Short exercise => Please repeat the stretch of the listing from the line containing "of the background" through the line containing "Target: air force service cap", swapping "tree foliage" for "leafy canopy" and changing nothing else. Leave the pictures out of your answer.

Recorded data =>
++++++++++++++++++++
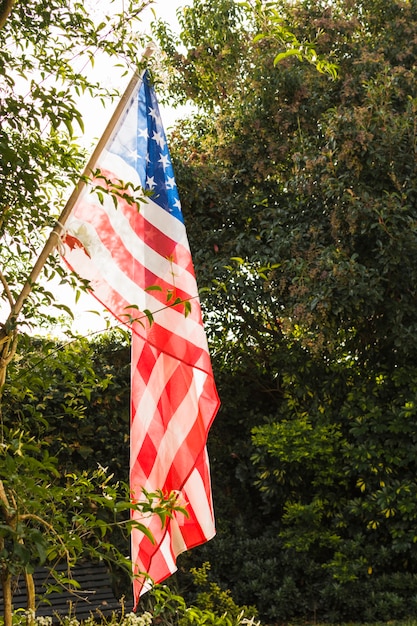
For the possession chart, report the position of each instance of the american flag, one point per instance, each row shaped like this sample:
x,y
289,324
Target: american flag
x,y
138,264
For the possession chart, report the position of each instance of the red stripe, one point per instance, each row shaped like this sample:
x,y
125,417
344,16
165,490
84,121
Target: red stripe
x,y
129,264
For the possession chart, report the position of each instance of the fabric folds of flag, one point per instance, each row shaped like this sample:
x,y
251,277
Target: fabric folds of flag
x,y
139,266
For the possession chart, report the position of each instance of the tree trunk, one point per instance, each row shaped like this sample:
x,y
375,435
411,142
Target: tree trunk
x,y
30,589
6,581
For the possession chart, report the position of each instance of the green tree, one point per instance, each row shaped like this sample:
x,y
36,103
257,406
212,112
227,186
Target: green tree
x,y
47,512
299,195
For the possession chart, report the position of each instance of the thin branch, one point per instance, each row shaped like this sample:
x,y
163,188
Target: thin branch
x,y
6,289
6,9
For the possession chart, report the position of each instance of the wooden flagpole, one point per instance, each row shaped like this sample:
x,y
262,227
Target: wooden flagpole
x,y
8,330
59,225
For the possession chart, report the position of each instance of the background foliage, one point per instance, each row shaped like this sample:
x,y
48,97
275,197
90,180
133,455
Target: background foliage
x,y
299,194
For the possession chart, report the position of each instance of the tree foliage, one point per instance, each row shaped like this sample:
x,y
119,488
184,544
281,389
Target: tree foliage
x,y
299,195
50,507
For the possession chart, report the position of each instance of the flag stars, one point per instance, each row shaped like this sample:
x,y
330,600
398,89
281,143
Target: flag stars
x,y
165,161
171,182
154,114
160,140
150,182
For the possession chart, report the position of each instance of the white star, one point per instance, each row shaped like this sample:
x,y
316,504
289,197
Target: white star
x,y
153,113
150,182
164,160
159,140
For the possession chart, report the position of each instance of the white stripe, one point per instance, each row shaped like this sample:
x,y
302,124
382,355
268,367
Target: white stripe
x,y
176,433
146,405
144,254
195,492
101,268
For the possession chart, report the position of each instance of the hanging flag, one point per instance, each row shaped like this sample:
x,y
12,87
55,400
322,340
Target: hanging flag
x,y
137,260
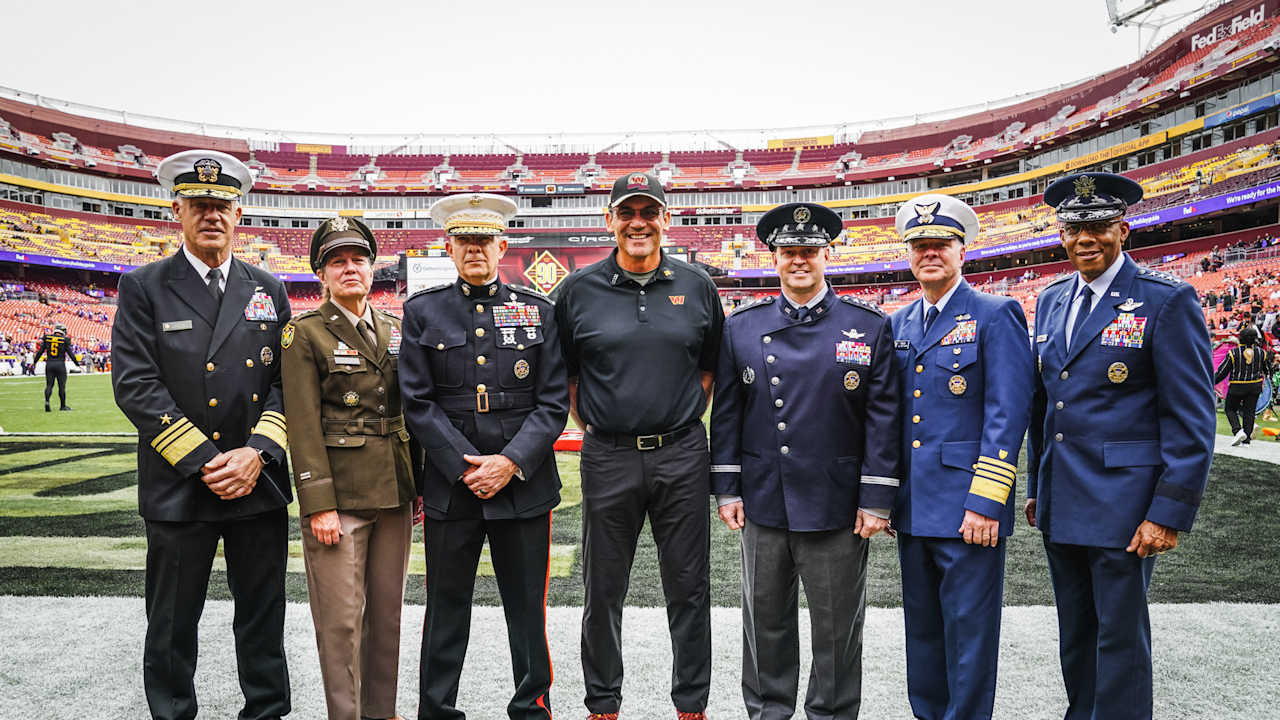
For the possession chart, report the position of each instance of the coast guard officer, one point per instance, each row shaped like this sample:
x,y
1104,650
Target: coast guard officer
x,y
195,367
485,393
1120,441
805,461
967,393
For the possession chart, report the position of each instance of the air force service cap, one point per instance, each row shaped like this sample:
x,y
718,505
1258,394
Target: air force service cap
++++++++++++++++++++
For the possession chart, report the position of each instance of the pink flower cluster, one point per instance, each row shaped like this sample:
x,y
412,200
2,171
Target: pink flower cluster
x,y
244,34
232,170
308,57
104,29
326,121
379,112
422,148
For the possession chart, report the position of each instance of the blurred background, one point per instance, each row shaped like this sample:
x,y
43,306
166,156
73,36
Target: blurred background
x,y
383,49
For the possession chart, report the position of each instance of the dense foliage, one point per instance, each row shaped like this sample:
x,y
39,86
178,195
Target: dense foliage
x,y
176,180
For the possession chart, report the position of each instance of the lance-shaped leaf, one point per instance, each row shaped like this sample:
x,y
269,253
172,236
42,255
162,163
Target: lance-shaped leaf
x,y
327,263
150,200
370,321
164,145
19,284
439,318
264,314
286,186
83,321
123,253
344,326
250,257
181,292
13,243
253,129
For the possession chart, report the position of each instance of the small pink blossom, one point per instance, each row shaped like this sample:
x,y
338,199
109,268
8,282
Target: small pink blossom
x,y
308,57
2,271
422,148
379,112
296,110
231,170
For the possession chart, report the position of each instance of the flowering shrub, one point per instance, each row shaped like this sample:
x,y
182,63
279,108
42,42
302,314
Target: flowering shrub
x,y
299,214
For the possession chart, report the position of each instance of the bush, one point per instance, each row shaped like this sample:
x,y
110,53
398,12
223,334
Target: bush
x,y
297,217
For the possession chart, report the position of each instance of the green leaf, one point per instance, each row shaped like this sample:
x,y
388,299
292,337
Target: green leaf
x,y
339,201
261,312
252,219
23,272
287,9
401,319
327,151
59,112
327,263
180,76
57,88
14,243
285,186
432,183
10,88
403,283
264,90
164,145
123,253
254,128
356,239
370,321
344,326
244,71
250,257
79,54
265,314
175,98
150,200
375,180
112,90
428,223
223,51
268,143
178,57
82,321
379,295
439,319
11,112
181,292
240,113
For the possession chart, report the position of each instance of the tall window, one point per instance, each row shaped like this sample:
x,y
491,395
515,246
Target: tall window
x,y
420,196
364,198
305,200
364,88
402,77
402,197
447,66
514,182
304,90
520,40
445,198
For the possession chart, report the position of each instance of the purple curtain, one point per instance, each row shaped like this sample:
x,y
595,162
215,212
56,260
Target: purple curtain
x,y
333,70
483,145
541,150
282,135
++++++++++++++++++++
Exercise response =>
For the possession chart, report the position of each instance of the background foliage, one point per instance, each row shaped like this sample:
x,y
48,97
275,197
90,180
133,455
Target: background foliage
x,y
299,194
For the possession chart, report the position of each instance of the leafy canopy, one point per instance, each row shaped like this sample:
x,y
119,488
184,544
281,389
Target: leafy canopy
x,y
299,195
50,507
For the possession chart, report the position of each instance of the flag stars, one point per instance, each row shaped like this sample:
x,y
330,600
398,89
281,143
Target: flag stars
x,y
165,161
171,182
154,114
160,140
150,182
For the possession chart, report the position of each instance of the white star, one point per instance, each row shaped like this sample:
x,y
316,504
289,197
Target: white star
x,y
153,113
150,182
164,160
159,140
For the possession chart, report the position of each instance of the white stripe, one point per instance, each row shaped like this sample:
x,y
302,124
382,355
268,367
Target: white stripe
x,y
176,433
146,405
144,254
195,492
101,268
For the possession chart, report the position of each instance of the hanging flag, one point per instance, each row shaped like this sample:
x,y
12,87
55,400
322,340
Target: hanging flag
x,y
137,260
For the possession chart, report the position of each instance of the coast guard officer, one point per instance, each row shaped like this sample:
x,y
1104,650
Target: coast guard officer
x,y
195,367
485,393
1120,441
805,461
967,393
For the possession chart, report the position of each instance of the air force service cap, one point per instance, each row shaped like this sample:
x,y
718,505
1258,394
Target: air force service cap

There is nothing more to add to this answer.